To be done:
(1) Please reproduce word for word everything in the interview transcript from "Chaidh na clàraidhean" down to "family, em, background.".
(2) Quote exactly everything in the records from the line that contains "[segment] green moss" down to the line that contains "POLYGON ((134 508, 144", including both of those lines.

Page:

>> START

Chaidh na clàraidhean fuaim a dhèanamh nam pàirt de Phròiseact Chuimhneachaidhean Dualchais an Eilein Duibh, air a dhèanamh ann an 2009/2010 le ARCH (Archaeology for Communities in the Highlands/Arc-eòlas airson Coimhearsnachdan air a' Ghàidhealtachd). Gus an ionnsaich thu tuilleadh mun phròiseact, lean an ceangal aig bonn na duilleig.

Seo an tar-sgrìobhadh:

CM: So, Hermy, we're going to, you're going to tell me a little bit about yourself, about your name and where you were born, and when you were born, and a little bit about your family, em, background.

HP: Well, my name's Hermy Protheroe but I was born Hermione Cameron and that was an unusual name because I'm the fourteenth child, and when my brother, the seventh son, was born my mother was beginning to run out of names, and she asked the doctor, 'I don't know what to call him' and he said, 'Well, why don't you call him after the chief of the Clan Cameron, Lochiel' but my father didn't like the name, so when he went to register he liked Harold so he was called Harold Lochiel. So when I came along, eh, oh my mother said she didn't know what she would call me, so 'Oh, why don't you call her after his wife, Lady Hermione? So I was called Hermione, but of course as a little child I couldn't say Hermione so I said 'Hermy' so I was Hermy. So, I was always Hermy, and brought up in 9 High Street, and my father had 8, the shop, which was a shoemaker's shop and, of course, upstairs actually was the best room - in those days it had lino on the floor - and I remember on a Tuesday, this is horrible, the dentist came from Dingwall, a Mr Miller, and we had to put this bucket [?] with a wee drop of water, on the floor, and he came. And, of course in those days people just got their teeth out, and then it was a horrible job to empty the bucket with the blood and the teeth!

CM: So this was in the upstairs ...?

HP: In the upstairs.

CM: ... of number 9?

>> END

Supplied information:
>> START

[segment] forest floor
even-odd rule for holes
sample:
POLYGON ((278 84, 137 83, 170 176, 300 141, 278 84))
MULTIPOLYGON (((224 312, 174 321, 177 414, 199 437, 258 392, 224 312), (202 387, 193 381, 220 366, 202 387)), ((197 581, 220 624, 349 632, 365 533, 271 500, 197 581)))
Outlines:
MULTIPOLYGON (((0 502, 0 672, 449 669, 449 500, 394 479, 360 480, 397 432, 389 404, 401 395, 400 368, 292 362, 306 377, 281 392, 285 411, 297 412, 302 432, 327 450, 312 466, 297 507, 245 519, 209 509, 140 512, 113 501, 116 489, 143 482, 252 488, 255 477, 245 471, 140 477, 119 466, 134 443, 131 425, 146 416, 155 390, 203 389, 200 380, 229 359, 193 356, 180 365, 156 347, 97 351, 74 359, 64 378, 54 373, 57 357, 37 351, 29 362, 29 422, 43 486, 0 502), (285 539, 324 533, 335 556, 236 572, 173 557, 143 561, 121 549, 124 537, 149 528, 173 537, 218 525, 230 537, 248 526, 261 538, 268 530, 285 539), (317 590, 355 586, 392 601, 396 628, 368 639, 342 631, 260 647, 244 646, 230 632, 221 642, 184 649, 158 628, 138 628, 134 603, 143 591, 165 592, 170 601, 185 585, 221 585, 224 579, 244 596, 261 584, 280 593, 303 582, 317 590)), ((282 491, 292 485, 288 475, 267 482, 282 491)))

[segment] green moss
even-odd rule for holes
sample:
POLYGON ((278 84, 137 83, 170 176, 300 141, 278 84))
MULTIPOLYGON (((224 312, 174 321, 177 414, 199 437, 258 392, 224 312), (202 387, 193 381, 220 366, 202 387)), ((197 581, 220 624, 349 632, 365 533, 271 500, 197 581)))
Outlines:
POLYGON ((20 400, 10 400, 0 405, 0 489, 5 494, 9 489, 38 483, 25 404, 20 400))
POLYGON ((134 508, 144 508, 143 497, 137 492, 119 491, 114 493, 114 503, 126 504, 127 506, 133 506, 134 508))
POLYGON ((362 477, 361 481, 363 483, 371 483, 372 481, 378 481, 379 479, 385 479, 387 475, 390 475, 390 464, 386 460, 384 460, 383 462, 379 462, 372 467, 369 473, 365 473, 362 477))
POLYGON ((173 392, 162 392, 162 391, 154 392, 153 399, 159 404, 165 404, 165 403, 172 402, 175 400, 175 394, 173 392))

>> END

Solutions to the exercise:
(1)
Chaidh na clàraidhean fuaim a dhèanamh nam pàirt de Phròiseact Chuimhneachaidhean Dualchais an Eilein Duibh, air a dhèanamh ann an 2009/2010 le ARCH (Archaeology for Communities in the Highlands/Arc-eòlas airson Coimhearsnachdan air a' Ghàidhealtachd). Gus an ionnsaich thu tuilleadh mun phròiseact, lean an ceangal aig bonn na duilleig.

Seo an tar-sgrìobhadh:

CM: So, Hermy, we're going to, you're going to tell me a little bit about yourself, about your name and where you were born, and when you were born, and a little bit about your family, em, background.

(2)
[segment] green moss
even-odd rule for holes
sample:
POLYGON ((278 84, 137 83, 170 176, 300 141, 278 84))
MULTIPOLYGON (((224 312, 174 321, 177 414, 199 437, 258 392, 224 312), (202 387, 193 381, 220 366, 202 387)), ((197 581, 220 624, 349 632, 365 533, 271 500, 197 581)))
Outlines:
POLYGON ((20 400, 10 400, 0 405, 0 489, 5 494, 9 489, 38 483, 25 404, 20 400))
POLYGON ((134 508, 144 508, 143 497, 137 492, 119 491, 114 493, 114 503, 126 504, 127 506, 133 506, 134 508))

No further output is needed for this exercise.